• REQUIRED TASK A:
Copy out the part of the Time Series article that begins with the words "The next topic" and ends with "weekly, monthly, etc.".

• QUOTED TEXT:
=======

The next topic in our Data Mining series is the popular algorithm, Time Series. Since business users want to forecast values for areas like production, sales, profit, etc., with a time parameter, Time Series has become an important data mining tool. It essentially allows analyzing the past behavior of a variable over time in order to predict its future behavior.
Components in Time Series
A time series consists of five components:
- Trend: Trend is the movement of the values. Typically, a given series will have an upward or downward trend
- Cyclical: Upward or downward repetitive movement of the values over a longer period of time
- Seasonal: Similar to cyclical, but there can be multiple movements of the values over shorter periods of time, such as hourly, daily, weekly, monthly, etc.
- Random: There can be movements in the data values which are totally random but will have an impact on the time series trend. A time-series analysis should identify these exceptions, and account for them in predictions
- Cross: Other factors may affect the trend of a time series. For example, sales of item A may be dependent on seasonal factors, but may also be affected by the sales of item B. If we take the production of a crop as an example, it will be dependent on rainfall or temperature trends
Times Series in SQL Server
To demonstrate time series analysis using SQL Server, we will use the vTimeSeries view in the AdventureWorksDW2017 sample database. Here is the sample data set:
We will use only the first four columns, which are ModelRegion, TimeIndex, Quantity and Amount.
As discussed in the first article, create a sample analysis service project with Visual Studio or SQL Server Data Tools (SSDT). Then, create a Data Source connection to the AdventureWorksDW2017 database and add the vTimeSeries view to the Data Source View.
Next, create a Mining Structure with the Microsoft Time Series data mining technique. Select it from the available list of data mining techniques.
Then, select the necessary attributes to create the Time Series model. The Time Series model needs two compulsory parameters and one optional parameter. It requires a single time column which will be the key for the model. This has to be a column with the same intervals. For example, if you have monthly data, the entire data set should be monthly and should not contain different intervals of data. Another compulsory column is the column that you want to predict from the Time Series technique. This should be a continuous and numerical variable such as sales, temperature, quantity, etc.
Optionally, you can define multiple series in a one-time series. For example, in a sales time series, you might want to analyze the trend by region. Therefore, the region will be an additional and optional key.
Here is the configuration for the parameters in the Time Series:
In the above configuration, both Quantity and Amount are configured as the input and prediction columns. As mentioned before, these two columns should be numerical and continuous variables. TimeIndex is the key column that is used to identify the time component of the data set. ModelRegion is the optional series column from which users can predict Region and Product Model quantities and sales amounts.

=======

• RAW RECORDS:

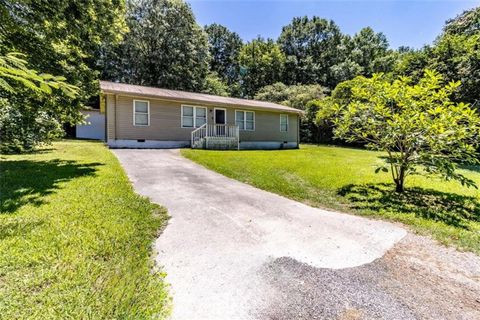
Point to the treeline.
(159, 43)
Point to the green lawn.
(75, 240)
(344, 179)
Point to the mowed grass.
(344, 179)
(75, 240)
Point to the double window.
(141, 113)
(245, 120)
(193, 117)
(284, 122)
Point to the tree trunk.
(399, 182)
(399, 187)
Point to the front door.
(220, 121)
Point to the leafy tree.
(457, 57)
(421, 130)
(368, 48)
(164, 48)
(63, 37)
(467, 23)
(311, 46)
(224, 47)
(29, 110)
(263, 62)
(455, 54)
(297, 96)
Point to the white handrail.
(215, 131)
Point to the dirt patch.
(417, 279)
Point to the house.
(147, 117)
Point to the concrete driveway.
(224, 236)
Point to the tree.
(457, 57)
(224, 47)
(467, 23)
(164, 48)
(29, 110)
(63, 37)
(455, 54)
(311, 46)
(296, 96)
(263, 62)
(368, 49)
(421, 130)
(214, 85)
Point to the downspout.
(104, 98)
(298, 131)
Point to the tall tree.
(224, 47)
(369, 50)
(165, 47)
(417, 125)
(467, 23)
(311, 46)
(262, 62)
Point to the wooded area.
(159, 43)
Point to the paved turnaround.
(224, 236)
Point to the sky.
(404, 22)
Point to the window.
(141, 113)
(193, 117)
(284, 122)
(245, 120)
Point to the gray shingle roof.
(184, 96)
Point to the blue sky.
(404, 22)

=======

• REQUIRED TASK B:
Put the lines of the listing, from the line containing "Point to the wooded area." through the end of the listing, into a JSON list of strings with one string per line and blank lines left out.

• FULL OUTPUT A:
The next topic in our Data Mining series is the popular algorithm, Time Series. Since business users want to forecast values for areas like production, sales, profit, etc., with a time parameter, Time Series has become an important data mining tool. It essentially allows analyzing the past behavior of a variable over time in order to predict its future behavior.
Components in Time Series
A time series consists of five components:
- Trend: Trend is the movement of the values. Typically, a given series will have an upward or downward trend
- Cyclical: Upward or downward repetitive movement of the values over a longer period of time
- Seasonal: Similar to cyclical, but there can be multiple movements of the values over shorter periods of time, such as hourly, daily, weekly, monthly, etc.

• FULL OUTPUT B:
[
  "Point to the wooded area.",
  "(159, 43)",
  "Point to the paved turnaround.",
  "(224, 236)",
  "Point to the sky.",
  "(404, 22)",
  "Point to the window.",
  "(141, 113)",
  "(193, 117)",
  "(284, 122)",
  "(245, 120)",
  "Point to the gray shingle roof.",
  "(184, 96)",
  "Point to the blue sky.",
  "(404, 22)"
]